- Reading text:
★ ★ ★
Every Month is Library Month
Book Sluts Never Die
My colleague Danielle designed this banner for the Ottawa Public Library. What a joy to see it in the wild. I am lucky to work with libraries and literacy organizations.
October was Library Month. I have been quite busy, so I didn’t quite get to celebrate. I packed up my own library into 35 boxes. Better ways to celebrate: I would have gone to Carleton University’s MacOdrum Library, where I can read old books long removed OPL shelves and look out on the Experimental Farm from the fifth floor. I would have gone to the National Gallery of Canada’s Library & Archives, where I have to make an appointment by email to reference past exhibit catalogues and weird art books. Plus I’d get a great view of Kìwekì Point and the Kichi Zibi, a.k.a. Nepean Point and the Ottawa River. I can see Algonquin College’s Library from my front step, when the leaves have all fallen. But they are holding on… And there isn’t much of interest there anyway. The best libraries have old, strange books and nice vistas, clearly.
★ ★ ★
- Given entries:
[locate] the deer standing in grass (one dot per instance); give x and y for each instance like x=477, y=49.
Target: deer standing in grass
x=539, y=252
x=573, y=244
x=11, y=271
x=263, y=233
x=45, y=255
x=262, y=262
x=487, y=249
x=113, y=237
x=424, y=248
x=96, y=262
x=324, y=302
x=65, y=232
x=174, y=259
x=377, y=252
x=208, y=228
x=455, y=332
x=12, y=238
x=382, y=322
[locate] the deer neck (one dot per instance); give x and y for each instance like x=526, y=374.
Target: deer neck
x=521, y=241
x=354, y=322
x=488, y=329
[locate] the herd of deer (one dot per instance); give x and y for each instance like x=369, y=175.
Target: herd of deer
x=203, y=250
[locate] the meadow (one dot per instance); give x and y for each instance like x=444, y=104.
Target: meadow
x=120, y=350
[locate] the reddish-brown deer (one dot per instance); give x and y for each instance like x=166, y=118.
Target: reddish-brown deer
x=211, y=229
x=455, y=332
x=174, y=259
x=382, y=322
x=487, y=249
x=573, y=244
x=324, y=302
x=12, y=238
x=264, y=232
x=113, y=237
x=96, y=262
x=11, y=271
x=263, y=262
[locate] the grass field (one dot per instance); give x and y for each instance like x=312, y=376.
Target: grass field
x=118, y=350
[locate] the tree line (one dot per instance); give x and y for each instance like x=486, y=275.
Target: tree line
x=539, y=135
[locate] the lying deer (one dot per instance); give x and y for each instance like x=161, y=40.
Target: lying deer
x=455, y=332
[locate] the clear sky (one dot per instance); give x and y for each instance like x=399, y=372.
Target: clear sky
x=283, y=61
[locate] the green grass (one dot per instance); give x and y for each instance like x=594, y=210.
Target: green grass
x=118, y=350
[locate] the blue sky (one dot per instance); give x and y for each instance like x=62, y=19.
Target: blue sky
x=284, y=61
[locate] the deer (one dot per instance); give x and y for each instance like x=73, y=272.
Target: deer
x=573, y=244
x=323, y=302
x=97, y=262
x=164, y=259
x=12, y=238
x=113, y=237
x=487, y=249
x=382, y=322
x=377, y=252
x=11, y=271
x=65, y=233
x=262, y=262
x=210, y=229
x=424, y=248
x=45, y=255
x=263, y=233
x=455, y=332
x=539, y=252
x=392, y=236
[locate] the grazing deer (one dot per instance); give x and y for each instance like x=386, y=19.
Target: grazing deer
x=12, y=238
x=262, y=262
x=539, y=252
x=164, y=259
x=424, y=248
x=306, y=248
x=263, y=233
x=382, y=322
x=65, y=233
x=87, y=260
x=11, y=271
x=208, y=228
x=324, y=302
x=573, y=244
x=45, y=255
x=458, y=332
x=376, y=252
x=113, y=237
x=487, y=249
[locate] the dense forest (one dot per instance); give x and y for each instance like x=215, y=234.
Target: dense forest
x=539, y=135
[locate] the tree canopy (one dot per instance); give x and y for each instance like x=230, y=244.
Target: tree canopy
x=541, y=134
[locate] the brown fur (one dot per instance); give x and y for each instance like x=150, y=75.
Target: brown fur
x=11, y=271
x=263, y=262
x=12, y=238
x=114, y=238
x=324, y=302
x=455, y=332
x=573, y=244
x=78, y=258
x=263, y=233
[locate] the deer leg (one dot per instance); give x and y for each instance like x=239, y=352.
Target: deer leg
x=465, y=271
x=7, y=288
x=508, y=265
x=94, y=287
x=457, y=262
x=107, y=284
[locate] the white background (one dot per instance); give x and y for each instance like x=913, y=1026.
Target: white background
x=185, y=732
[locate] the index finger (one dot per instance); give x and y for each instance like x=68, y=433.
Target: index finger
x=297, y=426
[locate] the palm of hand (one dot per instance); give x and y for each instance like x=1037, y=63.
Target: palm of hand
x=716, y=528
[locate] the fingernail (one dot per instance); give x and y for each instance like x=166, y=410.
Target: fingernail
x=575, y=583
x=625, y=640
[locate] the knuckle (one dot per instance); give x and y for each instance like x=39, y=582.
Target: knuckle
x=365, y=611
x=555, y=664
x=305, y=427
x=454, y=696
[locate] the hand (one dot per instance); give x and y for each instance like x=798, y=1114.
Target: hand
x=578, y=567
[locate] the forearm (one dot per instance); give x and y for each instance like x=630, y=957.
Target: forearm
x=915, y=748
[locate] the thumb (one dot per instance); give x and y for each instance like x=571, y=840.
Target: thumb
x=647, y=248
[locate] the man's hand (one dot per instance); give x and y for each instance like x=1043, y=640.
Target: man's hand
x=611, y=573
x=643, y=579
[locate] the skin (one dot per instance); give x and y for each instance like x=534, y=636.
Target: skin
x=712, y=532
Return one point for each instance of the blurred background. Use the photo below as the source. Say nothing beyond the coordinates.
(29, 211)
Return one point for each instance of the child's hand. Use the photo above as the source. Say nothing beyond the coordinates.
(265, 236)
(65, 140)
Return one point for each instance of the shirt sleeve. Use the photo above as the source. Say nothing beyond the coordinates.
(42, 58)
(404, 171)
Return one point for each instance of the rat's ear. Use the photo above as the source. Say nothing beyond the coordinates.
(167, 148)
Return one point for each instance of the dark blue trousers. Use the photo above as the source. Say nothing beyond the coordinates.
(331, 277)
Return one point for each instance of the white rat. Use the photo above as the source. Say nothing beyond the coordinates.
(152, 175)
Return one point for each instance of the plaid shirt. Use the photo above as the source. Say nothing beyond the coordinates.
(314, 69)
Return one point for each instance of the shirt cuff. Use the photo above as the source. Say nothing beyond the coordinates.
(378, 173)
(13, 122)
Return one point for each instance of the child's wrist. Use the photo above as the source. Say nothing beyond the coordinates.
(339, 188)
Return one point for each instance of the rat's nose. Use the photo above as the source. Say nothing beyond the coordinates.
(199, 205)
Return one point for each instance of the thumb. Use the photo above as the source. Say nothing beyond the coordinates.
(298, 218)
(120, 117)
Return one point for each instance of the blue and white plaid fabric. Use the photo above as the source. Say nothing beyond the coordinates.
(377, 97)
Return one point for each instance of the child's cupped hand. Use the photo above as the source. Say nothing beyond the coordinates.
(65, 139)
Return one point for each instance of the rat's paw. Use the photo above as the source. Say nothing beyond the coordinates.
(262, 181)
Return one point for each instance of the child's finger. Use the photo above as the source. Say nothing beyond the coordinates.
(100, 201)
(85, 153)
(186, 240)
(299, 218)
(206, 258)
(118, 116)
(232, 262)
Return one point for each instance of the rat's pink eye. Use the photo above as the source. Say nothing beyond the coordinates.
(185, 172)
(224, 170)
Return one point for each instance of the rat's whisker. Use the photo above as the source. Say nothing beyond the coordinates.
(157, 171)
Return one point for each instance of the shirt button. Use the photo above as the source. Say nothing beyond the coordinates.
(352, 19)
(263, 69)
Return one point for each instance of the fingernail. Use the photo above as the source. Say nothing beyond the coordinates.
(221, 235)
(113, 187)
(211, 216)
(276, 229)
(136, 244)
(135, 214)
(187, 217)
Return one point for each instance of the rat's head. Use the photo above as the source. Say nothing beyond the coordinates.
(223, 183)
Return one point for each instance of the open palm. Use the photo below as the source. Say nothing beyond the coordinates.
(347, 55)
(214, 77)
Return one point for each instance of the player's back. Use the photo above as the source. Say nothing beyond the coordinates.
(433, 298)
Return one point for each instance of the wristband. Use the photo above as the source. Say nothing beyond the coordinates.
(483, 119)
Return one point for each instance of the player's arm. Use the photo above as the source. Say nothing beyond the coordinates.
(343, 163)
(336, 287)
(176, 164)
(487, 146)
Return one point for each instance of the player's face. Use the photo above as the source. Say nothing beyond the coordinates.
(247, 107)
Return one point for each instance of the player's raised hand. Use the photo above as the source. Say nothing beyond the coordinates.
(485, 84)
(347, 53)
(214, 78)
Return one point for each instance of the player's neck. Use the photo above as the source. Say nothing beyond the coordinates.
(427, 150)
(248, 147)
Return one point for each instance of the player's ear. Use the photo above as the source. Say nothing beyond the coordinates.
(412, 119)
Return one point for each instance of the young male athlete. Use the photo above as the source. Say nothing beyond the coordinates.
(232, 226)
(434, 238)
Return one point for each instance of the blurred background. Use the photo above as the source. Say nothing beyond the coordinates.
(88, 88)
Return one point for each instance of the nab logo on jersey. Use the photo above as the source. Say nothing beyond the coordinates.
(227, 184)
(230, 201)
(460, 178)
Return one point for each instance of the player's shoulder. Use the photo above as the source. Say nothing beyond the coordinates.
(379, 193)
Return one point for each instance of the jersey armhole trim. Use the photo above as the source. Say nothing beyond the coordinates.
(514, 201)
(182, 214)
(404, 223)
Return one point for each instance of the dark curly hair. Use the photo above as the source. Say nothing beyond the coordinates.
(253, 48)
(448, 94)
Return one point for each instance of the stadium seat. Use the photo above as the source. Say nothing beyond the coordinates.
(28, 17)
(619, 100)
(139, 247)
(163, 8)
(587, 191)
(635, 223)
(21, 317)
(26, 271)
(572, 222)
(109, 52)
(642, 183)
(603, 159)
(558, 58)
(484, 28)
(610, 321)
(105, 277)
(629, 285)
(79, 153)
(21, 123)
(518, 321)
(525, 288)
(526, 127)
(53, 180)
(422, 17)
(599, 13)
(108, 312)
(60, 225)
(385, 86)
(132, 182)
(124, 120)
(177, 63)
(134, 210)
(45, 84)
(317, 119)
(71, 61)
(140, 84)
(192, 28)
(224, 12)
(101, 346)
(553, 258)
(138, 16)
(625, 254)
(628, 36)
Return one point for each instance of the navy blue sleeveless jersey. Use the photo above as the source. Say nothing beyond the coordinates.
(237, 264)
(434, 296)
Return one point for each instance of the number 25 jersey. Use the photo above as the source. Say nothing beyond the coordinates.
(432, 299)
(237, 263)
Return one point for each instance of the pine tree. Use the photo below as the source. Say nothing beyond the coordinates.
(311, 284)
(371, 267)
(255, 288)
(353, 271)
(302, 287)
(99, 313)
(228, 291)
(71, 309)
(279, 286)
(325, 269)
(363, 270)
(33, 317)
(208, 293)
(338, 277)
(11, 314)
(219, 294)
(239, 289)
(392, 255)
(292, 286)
★ ★ ★
- Request 1:
Using the Library Month post, answer each question in a few words:
(a) Who designed the banner, and for which library?
(b) How many boxes did the writer pack their own library into?
(c) How does one arrange a visit to the National Gallery of Canada's Library & Archives?
- Request 2:
Write a further paragraph or two of the Library Month post, picking up right after its final sentence.

- Exercise output 1:
(a) Danielle designed it for the Ottawa Public Library.
(b) 35 boxes.
(c) By making an appointment by email.

- Exercise output 2:
Ah, I should have visited the Book Nook in the basement of Julian of Norwich Anglican Church, run by often kind and only sometimes churlish church ladies—but that’s only open from 12PM to 3PM on the first Thursday and Friday of every month. I will likely never go there again, because it will be torn down to build, of course, condos.
“Motto” by Bertolt Brecht
In the dark times
Will there also be singing?
Yes, there will also be singing.
About the dark times.
I got rid of 700 books in the last two months, in preparation for a move to Nova Scotia. Sold them at a garage sale, to Black Squirrel Books, on Facebook Marketplace. I donated 200 to the Friends of the Ottawa Public Library, whose library branch book shops have kept me stocked with copies of Dog Man, The Magic School Bus, Arthur and I Spys for years. And now I’m heading east tomorrow with only a few books in tow: about 700.
I completely forgot to send some to Yashoda’s Library in Fort Kochi. She is always looking for biographies and memoirs, what her readers crave. Public libraries are uncommon in Kerala—perhaps all of India?—so this girl and her family were like, “no, we need a lending library with programming in our town. So we’ll have one above our house.” Of course Karine and I visited it.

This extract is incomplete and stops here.